## Requisitos del ejercicio
1) En el texto sobre el dolor, ¿a qué no renunciaría por nada del mundo la madre que se menciona?
2) Prosigue el texto sobre el dolor a partir de su última oración.

=== Fragmento del texto ===

Creo, pues, que coincidimos en que algunos dolores pueden servirnos, y mucho: hasta el punto de sernos imprescindibles. Siguen siendo males, pero vale la pena sufrirlos si no hay otra forma de alcanzar un bien mayor o de evitar un daño más grave.

Así, quien permite que le rajen con un bisturí para quitarse un apéndice averiado, no sólo quiere ese dolor, sino que encima lo paga.

La oronda señora que se somete a un planchado de arrugas, con estiramientos incluidos, y se deja chupar la grasa con sofisticados aparatos de tortura, ama ese sacrificio con la misma lógica que el mártir, aunque sus razones sean sensiblemente menos ambiciosas: el mártir trata de conquistar el Cielo, y, para lograrlo, resiste los mayores tormentos. Ella sólo desea recuperar el Paraíso perdido de la esbelta juventud, enfundándose el vaquero, que es la vestidura del Edén.

Y lo mismo cabe decir del paciente que, en pleno uso de sus facultades mentales, visita al terrible dentista; del que se deja el pellejo por ganar un maratón, o por quedar el último…, y así sucesivamente. En resumen, que el dolor es menos cuando es útil, cuando tiene un sentido.

Los ejemplos anteriores ilustran cómo puede ponerse el dolor al servicio incluso del propio egoísmo. Pero también es posible y, por cierto, bien frecuente, sufrir en beneficio de los demás: una madre me contaba que ella por nada del mundo renunciaría al dolor del parto. Intuía que ese dolor es una forma de entrega al hijo que nace. Entendedme; no estoy diciendo que el parto sin dolor sea menos generoso. Me limito a transmitir una experiencia ajena, que me parece respetable e incluso razonable.

=== Entradas dadas ===

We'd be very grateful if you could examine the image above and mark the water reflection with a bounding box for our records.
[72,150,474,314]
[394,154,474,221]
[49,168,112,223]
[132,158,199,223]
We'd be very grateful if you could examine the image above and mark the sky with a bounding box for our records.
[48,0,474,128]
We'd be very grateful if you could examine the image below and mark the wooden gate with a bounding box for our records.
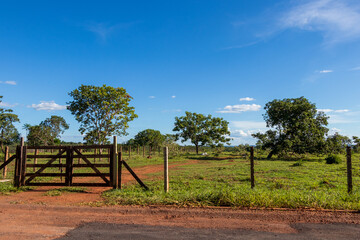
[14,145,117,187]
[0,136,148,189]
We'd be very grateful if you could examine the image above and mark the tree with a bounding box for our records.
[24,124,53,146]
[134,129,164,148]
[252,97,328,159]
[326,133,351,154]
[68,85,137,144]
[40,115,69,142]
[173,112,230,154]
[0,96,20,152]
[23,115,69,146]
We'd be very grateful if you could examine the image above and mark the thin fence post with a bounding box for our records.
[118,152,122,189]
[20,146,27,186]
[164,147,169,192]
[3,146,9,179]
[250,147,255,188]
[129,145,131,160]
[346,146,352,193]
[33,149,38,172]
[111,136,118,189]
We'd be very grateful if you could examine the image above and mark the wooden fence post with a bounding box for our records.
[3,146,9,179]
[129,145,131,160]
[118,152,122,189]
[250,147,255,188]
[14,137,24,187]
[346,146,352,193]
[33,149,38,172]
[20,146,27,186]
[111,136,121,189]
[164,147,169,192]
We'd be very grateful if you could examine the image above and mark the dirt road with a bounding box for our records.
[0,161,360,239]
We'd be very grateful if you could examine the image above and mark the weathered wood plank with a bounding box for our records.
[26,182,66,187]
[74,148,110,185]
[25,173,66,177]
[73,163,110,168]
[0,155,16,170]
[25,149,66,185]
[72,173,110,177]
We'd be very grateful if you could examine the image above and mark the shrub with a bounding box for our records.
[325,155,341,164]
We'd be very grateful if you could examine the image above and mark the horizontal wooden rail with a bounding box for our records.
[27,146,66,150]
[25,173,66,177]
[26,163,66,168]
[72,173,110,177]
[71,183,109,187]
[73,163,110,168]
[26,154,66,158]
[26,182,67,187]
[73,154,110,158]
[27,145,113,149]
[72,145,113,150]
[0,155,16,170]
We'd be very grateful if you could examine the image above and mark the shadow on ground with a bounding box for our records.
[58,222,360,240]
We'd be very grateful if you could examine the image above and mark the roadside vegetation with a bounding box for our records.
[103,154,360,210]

===
=== Entradas dadas ===

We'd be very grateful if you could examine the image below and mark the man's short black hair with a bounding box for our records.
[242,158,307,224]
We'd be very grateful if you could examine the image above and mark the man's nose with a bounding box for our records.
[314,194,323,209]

===
=== Entradas dadas ===

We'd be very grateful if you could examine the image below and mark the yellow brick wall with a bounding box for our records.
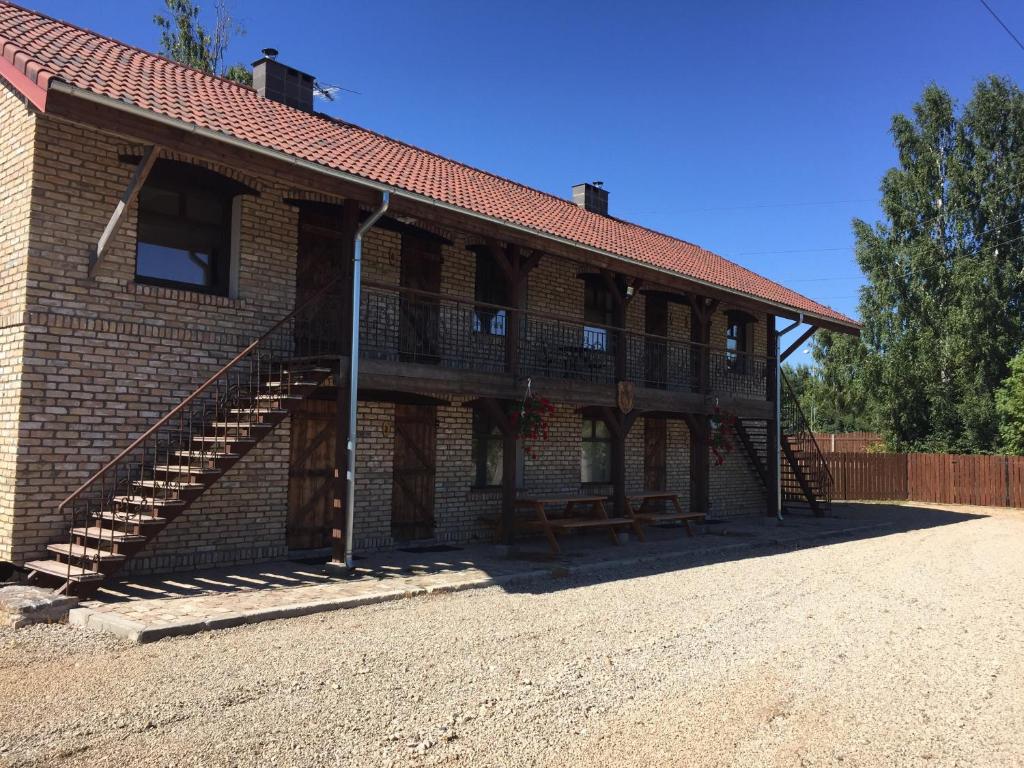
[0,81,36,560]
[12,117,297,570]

===

## Resultados de tareas
1) Al dolor del parto.

2)
En todo caso, todos podríamos poner ejemplos cotidianos de personas que se sacrifican generosamente, quizá es lo que da sentido a su vida: para ellos no es un mal, sino un tesoro. ¿Hay alguien que no lo entienda? Edurne era una vieja sirvienta vasca que conocí hace meses. La atendí en sus últimos días de vida, y estoy seguro de que está en el Cielo. Cuando la vi por primera vez estaba sentada en un sillón, con una manta sobre las rodillas y temblando como una hoja. La señora de la casa me puso al corriente de la situación: -El médico dice que se muere… Y no sabemos de qué. Hasta hace unos meses seguía cuidando a los niños día y noche. Se desvivía. «No sé cómo les aguantas, Edurne, le decía yo… Déjalos estar. No los mimes tanto». Pero ella se quitaba hasta dormir… Con decirle que, cuando mi hija tuvo lo del riñón…: nada, una tontería… Pero quería ofrecer los suyos por si hacían falta para un transplante… Figúrese: para transplantes estaba la pobre… Bueno, pues hace dos meses le tuvimos que pedir que no trabajase más: apenas veía…, teníamos miedo… Siguió viviendo con nosotros, pero se fue apagando. El médico dice que se muere… ¿Usted lo entiende? -¿Y si el dolor no sirve para nada…? Yolanda tiene la habilidad de hacer la pregunta oportuna en el momento justo.

-¿A quien le sirve, por ejemplo, que yo tenga una enfermedad grave, un cáncer…? -¿Y a quién servía -le contesté- todo ese desvivirse de Edurne, cuando ya estaba casi ciega y más que una ayuda era un estorbo, incluso un peligro? -Supongo que a ella misma… Era su manera de estar viva, ¿no? Sí. Y, sobre todo, era la única forma de amar que le quedaba.

Jesucristo nos descubrió este misterio. Él nos enseñó que amar es, ante todo, donación de uno mismo. No ama más el que más goza, sino el que vive hasta sus últimas consecuencias ese “Le doy mi vida”, que tan alegremente decimos como si fuera una pura imagen lírica.

Dar la vida es, desde luego, una locura. Sólo los seres espirituales podemos hacerlo. Y la entrega en cada gesto, en cada renuncia, cada minuto; pero siempre, necesariamente, con dolor; porque nuestro ser se resiste a ese enorme “desperdicio” de vida que es el amor. Por eso todos los enamorados del mundo sueñan con sufrir. Jesús hizo realidad su sueño y “nos amó hasta el extremo” con su Pasión y su Cruz.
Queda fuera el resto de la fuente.